Exercise input -
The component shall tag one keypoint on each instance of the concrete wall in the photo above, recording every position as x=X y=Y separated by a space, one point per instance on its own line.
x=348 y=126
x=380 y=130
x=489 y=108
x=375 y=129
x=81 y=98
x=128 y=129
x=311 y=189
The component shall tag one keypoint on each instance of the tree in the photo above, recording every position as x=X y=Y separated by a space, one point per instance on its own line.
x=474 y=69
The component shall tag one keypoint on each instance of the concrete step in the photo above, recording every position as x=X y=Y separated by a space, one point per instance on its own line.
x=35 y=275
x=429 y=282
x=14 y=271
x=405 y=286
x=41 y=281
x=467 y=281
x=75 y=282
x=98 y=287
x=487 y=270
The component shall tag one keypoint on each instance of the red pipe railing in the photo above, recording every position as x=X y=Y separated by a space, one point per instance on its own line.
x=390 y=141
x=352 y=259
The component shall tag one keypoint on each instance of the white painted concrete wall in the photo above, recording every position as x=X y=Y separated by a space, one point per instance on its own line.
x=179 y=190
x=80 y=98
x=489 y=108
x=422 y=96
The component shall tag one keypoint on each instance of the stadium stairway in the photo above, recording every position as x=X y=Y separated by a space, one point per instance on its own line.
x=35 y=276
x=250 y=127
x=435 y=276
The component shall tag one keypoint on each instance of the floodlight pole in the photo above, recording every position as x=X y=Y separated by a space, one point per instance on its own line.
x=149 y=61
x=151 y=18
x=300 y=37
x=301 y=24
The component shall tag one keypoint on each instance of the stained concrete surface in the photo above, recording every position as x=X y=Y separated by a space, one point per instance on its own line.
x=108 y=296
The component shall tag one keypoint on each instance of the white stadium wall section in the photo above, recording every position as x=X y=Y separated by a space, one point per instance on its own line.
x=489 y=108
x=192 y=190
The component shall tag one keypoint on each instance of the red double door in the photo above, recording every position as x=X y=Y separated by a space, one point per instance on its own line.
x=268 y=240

---

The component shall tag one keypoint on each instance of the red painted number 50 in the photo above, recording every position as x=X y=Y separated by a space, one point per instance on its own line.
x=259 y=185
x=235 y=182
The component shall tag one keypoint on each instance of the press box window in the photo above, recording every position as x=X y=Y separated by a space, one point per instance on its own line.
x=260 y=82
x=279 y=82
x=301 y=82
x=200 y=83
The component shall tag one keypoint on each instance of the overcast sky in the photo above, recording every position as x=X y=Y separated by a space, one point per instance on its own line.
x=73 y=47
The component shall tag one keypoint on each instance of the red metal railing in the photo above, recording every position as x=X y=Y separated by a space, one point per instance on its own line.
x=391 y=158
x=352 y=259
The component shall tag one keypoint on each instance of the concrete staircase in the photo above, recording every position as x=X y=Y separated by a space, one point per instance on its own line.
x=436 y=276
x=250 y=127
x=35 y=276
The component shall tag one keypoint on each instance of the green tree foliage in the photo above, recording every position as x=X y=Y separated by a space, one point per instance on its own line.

Aim of the exercise - Please copy the lines in the records above between the one holding "the red metal" and the one holding "of the green", inclusive, exactly and with no other line.

Response area -
The component shall tag one keypoint on each instance of the red metal railing in the photo above, recording every position as x=X y=Y separated by a space, one point per instance on its own line.
x=391 y=158
x=352 y=259
The component shall tag one keypoint on each instance of the concrete staircase in the photo above, recording every position as x=X y=Y separated by a space, one point per instance on its own line.
x=436 y=276
x=250 y=127
x=35 y=276
The component shall tag one keypoint on each instance of the green tree foliage in the photo above, recording every position as x=X y=Y separated by a space, one point per instance on its own line.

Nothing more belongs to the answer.